* [Tarefa proposta A] Copie sem mudar nada as linhas da listagem, começando na que contém "outline forest, every instance" e terminando na que contém "M 221 107 L", incluindo as duas.

* [Texto para leitura]
---+---

Caique de Oliveira Sobreira Cruz[1]
O “axioma” Marxiano, “As ideias da classe
dominante são, em cada época, as ideias dominantes” (ENGELS, F; MARX, K. 2007. p.72),
contido no livro “A ideologia alemã” é muito pertinente, tendo em vista que
consegue reproduzir fielmente a práxis social de todas as sociedades que estão
fraturadas em classes sociais opostas, fenômeno que ocorre desde a denominada
“revolução da agricultura”, há alguns milênios, que deu fim às chamadas
sociedades dos “caçadores-coletores”, ou nos termos marxistas: “comunismo
primitivo”.

---+---

* [Tarefa proposta B] Escreva a continuação do texto sobre as ideias da classe dominante, começando logo após a última frase mostrada.

---+---

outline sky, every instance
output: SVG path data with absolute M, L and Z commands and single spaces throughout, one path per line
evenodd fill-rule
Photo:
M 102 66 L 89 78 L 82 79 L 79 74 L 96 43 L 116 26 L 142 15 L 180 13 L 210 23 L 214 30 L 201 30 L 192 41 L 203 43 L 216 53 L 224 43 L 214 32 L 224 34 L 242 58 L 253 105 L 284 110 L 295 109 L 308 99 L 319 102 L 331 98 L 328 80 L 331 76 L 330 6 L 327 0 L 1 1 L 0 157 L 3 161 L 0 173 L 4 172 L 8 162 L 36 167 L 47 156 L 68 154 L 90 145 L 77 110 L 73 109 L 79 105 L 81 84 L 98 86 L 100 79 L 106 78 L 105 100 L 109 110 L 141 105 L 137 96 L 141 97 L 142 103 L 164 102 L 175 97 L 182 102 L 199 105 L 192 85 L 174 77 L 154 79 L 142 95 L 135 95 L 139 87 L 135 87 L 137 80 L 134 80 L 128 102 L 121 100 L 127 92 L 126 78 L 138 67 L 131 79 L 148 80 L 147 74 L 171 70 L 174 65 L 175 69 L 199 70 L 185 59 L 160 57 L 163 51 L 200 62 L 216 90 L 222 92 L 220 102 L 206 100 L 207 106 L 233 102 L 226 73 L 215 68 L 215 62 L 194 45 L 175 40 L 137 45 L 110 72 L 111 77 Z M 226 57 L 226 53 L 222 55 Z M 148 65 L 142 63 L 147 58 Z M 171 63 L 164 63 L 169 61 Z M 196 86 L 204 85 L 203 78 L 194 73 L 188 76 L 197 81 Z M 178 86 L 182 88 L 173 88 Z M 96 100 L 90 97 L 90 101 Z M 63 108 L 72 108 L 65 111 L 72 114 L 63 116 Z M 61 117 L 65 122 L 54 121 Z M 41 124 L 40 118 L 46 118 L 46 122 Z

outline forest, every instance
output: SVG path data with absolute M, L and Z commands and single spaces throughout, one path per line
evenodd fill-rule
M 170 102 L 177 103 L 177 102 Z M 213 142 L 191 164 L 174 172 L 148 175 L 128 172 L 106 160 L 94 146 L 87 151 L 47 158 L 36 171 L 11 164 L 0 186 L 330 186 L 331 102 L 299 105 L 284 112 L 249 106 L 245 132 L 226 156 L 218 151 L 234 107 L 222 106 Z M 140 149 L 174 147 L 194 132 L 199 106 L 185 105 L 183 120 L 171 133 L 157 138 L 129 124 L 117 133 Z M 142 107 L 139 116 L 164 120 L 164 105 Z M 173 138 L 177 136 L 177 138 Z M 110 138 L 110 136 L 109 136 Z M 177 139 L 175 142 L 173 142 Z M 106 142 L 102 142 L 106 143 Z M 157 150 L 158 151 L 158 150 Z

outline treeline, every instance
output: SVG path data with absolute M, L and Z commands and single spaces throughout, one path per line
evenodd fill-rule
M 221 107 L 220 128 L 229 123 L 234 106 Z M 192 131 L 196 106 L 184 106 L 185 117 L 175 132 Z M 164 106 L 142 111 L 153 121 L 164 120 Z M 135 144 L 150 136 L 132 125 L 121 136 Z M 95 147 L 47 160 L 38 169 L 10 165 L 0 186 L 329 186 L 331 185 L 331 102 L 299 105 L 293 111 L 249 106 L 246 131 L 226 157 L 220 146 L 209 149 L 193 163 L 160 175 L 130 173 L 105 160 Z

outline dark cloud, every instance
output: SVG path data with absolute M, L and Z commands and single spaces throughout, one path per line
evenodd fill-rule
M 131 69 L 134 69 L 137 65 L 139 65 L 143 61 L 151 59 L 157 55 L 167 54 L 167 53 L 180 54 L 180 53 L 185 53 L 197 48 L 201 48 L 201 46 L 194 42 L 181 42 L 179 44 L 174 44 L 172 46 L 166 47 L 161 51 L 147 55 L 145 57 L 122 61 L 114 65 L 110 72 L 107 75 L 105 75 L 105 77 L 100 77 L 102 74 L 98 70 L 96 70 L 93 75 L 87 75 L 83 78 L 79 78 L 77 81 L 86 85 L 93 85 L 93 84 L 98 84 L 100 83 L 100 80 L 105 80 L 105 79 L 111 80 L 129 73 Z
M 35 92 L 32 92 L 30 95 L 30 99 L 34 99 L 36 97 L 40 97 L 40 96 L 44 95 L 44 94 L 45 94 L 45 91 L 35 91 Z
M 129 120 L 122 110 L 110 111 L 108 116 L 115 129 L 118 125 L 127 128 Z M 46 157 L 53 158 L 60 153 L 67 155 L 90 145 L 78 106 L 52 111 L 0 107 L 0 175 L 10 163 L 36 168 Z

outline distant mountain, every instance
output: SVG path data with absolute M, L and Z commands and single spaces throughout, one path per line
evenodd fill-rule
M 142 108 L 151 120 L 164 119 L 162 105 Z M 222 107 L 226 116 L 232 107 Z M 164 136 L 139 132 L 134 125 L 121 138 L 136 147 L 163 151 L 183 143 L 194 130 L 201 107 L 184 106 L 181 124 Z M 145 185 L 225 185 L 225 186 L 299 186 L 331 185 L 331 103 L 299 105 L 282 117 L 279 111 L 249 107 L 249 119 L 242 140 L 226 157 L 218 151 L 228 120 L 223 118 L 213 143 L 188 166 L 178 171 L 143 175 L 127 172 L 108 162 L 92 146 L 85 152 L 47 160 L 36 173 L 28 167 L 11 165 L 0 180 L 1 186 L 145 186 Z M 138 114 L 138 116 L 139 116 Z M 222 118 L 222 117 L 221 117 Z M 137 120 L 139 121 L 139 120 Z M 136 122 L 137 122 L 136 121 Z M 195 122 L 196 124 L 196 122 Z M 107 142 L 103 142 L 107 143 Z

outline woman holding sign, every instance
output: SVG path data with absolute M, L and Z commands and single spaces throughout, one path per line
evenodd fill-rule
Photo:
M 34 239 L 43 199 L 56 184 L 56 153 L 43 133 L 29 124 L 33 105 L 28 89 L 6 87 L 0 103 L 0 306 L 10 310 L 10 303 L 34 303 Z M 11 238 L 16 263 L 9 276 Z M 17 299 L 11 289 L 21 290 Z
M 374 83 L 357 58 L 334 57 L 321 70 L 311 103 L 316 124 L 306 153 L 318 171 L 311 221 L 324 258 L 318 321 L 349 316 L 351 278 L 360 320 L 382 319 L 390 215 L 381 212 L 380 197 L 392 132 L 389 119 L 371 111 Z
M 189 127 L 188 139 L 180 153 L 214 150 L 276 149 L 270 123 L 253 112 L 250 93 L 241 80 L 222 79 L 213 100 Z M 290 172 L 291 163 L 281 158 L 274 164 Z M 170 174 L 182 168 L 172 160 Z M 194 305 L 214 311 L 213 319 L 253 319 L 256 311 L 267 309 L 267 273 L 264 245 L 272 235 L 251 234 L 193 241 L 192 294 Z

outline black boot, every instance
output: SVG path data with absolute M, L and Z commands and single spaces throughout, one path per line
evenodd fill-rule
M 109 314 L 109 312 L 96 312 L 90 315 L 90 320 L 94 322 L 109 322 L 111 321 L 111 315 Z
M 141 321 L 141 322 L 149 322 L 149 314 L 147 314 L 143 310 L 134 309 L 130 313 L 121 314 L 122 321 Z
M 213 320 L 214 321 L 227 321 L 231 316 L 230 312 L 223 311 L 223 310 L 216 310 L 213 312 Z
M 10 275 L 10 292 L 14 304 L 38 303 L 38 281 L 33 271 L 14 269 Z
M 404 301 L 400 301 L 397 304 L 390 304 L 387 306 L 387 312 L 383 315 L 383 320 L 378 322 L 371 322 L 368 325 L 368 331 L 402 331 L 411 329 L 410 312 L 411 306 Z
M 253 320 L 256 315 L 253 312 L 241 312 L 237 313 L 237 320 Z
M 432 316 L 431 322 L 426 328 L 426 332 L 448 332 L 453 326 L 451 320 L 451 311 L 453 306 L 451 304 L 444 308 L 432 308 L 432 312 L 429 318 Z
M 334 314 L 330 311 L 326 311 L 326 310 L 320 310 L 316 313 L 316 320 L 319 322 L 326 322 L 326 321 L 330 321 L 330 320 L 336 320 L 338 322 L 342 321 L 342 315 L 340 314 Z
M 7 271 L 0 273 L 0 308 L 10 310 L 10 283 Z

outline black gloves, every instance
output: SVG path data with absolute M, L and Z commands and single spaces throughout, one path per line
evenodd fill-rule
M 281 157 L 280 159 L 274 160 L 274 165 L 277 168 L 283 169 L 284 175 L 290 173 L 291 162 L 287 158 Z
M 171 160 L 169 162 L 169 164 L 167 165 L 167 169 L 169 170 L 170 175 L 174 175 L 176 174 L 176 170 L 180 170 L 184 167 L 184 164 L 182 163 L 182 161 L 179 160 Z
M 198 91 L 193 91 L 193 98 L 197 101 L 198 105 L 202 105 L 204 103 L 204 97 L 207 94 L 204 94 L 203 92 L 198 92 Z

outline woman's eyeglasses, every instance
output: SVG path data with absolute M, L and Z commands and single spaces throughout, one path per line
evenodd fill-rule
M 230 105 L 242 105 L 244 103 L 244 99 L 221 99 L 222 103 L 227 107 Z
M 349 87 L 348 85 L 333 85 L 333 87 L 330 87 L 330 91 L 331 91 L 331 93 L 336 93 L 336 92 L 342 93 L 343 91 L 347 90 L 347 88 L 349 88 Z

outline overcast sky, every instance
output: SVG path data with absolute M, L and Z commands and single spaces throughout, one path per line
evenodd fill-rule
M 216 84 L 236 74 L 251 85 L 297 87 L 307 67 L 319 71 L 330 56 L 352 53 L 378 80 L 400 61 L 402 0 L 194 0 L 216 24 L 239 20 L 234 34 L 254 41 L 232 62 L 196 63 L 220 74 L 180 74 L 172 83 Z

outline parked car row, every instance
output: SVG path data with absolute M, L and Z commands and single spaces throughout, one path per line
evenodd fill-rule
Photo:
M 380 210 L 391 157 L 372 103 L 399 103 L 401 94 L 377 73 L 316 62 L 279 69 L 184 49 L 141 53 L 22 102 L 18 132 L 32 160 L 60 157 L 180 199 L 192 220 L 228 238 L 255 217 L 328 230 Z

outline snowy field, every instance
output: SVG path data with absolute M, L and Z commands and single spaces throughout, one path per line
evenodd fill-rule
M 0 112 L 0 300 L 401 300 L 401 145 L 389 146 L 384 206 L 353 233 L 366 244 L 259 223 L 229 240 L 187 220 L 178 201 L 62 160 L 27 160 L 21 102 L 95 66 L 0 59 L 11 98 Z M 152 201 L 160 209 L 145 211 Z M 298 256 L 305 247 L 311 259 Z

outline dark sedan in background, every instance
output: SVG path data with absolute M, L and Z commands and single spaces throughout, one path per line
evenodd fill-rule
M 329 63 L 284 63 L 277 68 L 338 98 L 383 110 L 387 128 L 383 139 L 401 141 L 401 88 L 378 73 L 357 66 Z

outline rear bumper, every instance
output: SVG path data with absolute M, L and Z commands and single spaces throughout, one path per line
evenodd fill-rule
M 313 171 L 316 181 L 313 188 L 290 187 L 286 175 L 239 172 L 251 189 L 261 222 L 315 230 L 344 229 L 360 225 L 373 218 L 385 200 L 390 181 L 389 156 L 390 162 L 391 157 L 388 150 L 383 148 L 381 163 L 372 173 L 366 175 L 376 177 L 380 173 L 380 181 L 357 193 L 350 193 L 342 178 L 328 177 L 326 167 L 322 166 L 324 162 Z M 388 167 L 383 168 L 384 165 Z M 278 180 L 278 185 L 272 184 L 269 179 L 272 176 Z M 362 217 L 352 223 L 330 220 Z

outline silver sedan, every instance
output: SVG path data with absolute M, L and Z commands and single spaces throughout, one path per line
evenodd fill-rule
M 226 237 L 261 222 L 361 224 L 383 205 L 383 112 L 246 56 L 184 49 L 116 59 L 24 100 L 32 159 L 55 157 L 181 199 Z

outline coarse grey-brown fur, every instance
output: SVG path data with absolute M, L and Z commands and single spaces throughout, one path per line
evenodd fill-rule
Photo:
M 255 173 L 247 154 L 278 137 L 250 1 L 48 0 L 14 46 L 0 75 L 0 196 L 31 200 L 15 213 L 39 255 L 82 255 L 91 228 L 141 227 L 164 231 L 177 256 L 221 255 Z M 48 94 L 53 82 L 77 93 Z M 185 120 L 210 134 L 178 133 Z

---+---

* [Resposta esperada A]
outline forest, every instance
output: SVG path data with absolute M, L and Z commands and single spaces throughout, one path per line
evenodd fill-rule
M 170 102 L 177 103 L 177 102 Z M 213 142 L 191 164 L 174 172 L 148 175 L 128 172 L 106 160 L 94 146 L 87 151 L 47 158 L 36 171 L 11 164 L 0 186 L 330 186 L 331 102 L 299 105 L 284 112 L 249 106 L 245 132 L 226 156 L 218 151 L 234 107 L 222 106 Z M 140 149 L 174 147 L 194 132 L 199 106 L 185 105 L 183 120 L 171 133 L 157 138 L 129 124 L 117 133 Z M 142 107 L 139 116 L 164 120 L 164 105 Z M 173 138 L 177 136 L 177 138 Z M 110 138 L 110 136 L 109 136 Z M 177 139 L 175 142 L 173 142 Z M 106 142 L 102 142 L 106 143 Z M 157 150 L 158 151 L 158 150 Z

outline treeline, every instance
output: SVG path data with absolute M, L and Z commands and single spaces throughout, one path per line
evenodd fill-rule
M 221 107 L 220 128 L 229 123 L 234 106 Z M 192 131 L 196 106 L 184 106 L 185 117 L 175 132 Z M 164 106 L 142 111 L 153 121 L 164 120 Z M 135 144 L 150 136 L 132 125 L 121 136 Z M 95 147 L 47 160 L 38 169 L 10 165 L 0 186 L 329 186 L 331 185 L 331 102 L 299 105 L 293 111 L 249 106 L 246 131 L 226 157 L 220 146 L 209 149 L 193 163 L 160 175 L 130 173 L 105 160 Z

* [Resposta esperada B]
Para compreender o motivo pelo qual as ideias
dominantes são as das classes dominantes, é necessário primeiro visualizar que
as civilizações contemporâneas estão sempre divididas em classes sociais, umas
são dominantes e outras são dominadas. A este sociometabolismo, Marx e Engels
deram o nome de “relações de produção”, que significa como os homens se
relacionam para produzir e reproduzir as condições materiais de sua própria
existência, por intermédio do trabalho como ferramenta que altera a natureza,
como um intercâmbio entre o homem, que é um ser social, e o mundo orgânico e
inorgânico da natureza.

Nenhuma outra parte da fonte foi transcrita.